Source =
Biggest execution in Saudi history sees 81 people killed in ONE day

Biggest mass execution in Saudi Arabia’s history sees 81 men killed in ONE day, as country’s state television says criminals which included members of Al Qaeda ‘followed the footsteps of Satan’

  • 73 Saudis, 7 Yemenis and 1 Syrian were killed in the biggest Saudi execution ever 
  • The state claims the men are ‘murderers of innocent men, women and children’
  • The number of executed surpassed the mass execution of 63 militants in 1980 
  • It is unclear how the men died but Saudi Arabia tends to use beheadings

The biggest mass execution in Saudi Arabia’s history has seen 81 men killed in one day for terror offences, as the country’s state television says criminals which included members of Al Qaeda ‘followed the footsteps of Satan’.

The state-run Saudi Press Agency announced the executions, more than the 69 people killed in the whole of 2021 by the kingdom, saying they included people ‘convicted of various crimes, including the murdering of innocent men, women and children’.

A total of 73 Saudis, seven Yemenis and one Syrian with some being part of Al Qaeda, the Islamic State group and backers of Yemen’s Houthi rebels died in the mass execution.  

The number of executed surpassed even the toll of a January 1980 mass execution where 63 militants died after being convicted of seizing the Grand Mosque in Mecca, Islam’s holiest site, in 1979, the worst-ever militant attack to target the kingdom.

It is unclear how the men died but Saudi Arabia tends to behead people under its death penalty.

Dataset excerpts =

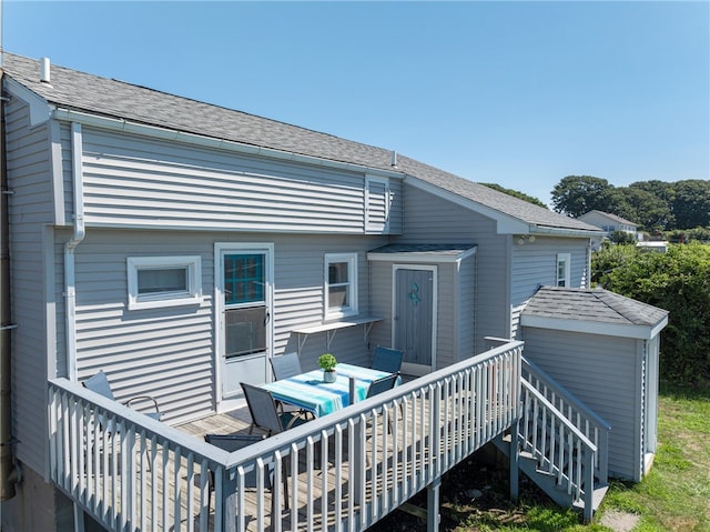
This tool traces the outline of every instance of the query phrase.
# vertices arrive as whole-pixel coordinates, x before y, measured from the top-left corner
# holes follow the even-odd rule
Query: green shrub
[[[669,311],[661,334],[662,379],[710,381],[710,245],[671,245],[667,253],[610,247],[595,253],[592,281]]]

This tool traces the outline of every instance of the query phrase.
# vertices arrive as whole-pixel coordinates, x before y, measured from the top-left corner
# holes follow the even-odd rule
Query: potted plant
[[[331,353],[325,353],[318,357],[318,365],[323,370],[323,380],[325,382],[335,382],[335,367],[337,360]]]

--

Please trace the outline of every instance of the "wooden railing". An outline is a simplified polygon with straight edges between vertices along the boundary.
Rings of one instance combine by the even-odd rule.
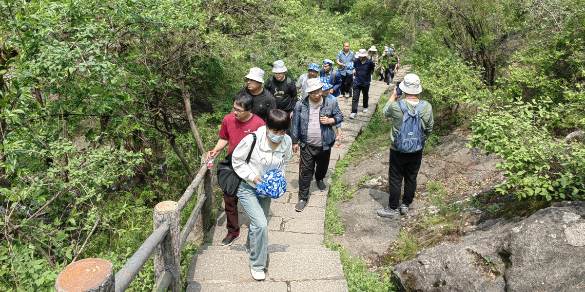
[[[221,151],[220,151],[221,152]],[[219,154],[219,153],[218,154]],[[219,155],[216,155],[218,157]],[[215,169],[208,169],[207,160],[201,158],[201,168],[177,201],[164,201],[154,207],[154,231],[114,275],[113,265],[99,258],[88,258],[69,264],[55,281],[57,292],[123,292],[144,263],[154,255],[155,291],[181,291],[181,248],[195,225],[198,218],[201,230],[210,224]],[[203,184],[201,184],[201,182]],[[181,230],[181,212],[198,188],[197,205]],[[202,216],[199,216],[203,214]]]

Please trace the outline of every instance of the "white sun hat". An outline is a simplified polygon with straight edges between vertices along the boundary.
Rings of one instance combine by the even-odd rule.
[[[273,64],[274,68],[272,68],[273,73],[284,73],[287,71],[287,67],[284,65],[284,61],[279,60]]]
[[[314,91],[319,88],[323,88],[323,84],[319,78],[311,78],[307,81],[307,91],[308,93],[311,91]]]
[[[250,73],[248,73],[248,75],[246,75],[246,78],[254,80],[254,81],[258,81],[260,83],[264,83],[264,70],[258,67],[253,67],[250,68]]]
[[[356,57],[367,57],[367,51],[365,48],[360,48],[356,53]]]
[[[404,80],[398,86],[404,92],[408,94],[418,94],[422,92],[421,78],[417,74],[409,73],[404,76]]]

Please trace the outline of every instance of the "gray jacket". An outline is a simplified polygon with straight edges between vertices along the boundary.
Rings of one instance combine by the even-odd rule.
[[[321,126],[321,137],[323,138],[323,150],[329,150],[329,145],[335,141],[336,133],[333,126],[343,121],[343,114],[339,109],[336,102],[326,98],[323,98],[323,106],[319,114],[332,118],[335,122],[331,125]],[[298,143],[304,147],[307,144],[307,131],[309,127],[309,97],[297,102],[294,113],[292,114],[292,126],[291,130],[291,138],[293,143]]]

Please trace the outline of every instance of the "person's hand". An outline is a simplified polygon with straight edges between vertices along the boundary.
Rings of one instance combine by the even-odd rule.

==

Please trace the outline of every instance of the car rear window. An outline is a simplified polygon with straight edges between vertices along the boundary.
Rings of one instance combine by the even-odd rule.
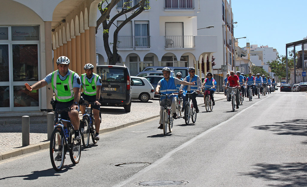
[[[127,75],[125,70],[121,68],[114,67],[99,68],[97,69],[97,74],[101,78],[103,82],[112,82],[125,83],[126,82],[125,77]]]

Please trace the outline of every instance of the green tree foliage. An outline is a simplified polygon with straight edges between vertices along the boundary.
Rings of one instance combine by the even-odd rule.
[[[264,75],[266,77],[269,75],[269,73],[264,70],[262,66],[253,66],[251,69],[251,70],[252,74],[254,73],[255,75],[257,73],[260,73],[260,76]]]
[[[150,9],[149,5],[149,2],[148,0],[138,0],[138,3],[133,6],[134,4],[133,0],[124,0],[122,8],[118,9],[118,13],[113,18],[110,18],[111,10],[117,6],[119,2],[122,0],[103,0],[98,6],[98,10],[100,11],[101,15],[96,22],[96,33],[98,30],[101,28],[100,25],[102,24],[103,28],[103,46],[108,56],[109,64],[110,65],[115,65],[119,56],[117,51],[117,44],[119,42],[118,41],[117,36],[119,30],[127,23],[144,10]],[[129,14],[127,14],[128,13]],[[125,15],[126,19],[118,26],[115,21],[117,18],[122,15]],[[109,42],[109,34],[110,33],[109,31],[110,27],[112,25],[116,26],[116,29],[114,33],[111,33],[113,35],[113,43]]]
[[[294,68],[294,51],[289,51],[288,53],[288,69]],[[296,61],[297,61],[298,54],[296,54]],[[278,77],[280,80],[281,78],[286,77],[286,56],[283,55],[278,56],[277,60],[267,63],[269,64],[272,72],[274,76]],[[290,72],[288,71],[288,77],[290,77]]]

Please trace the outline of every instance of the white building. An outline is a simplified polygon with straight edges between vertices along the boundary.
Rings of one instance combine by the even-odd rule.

What to do =
According to the article on the Saudi executions, why is the execution of 81 men in one day considered the biggest in the kingdom's history? Answer in one to three sentences. The entries come from a source unrelated to the article on the Saudi executions.

Solved exercise =
The number of men executed surpassed the toll of the January 1980 mass execution, in which 63 militants died after being convicted of seizing the Grand Mosque in Mecca in 1979. The 81 executions also exceeded the 69 people the kingdom killed in all of 2021.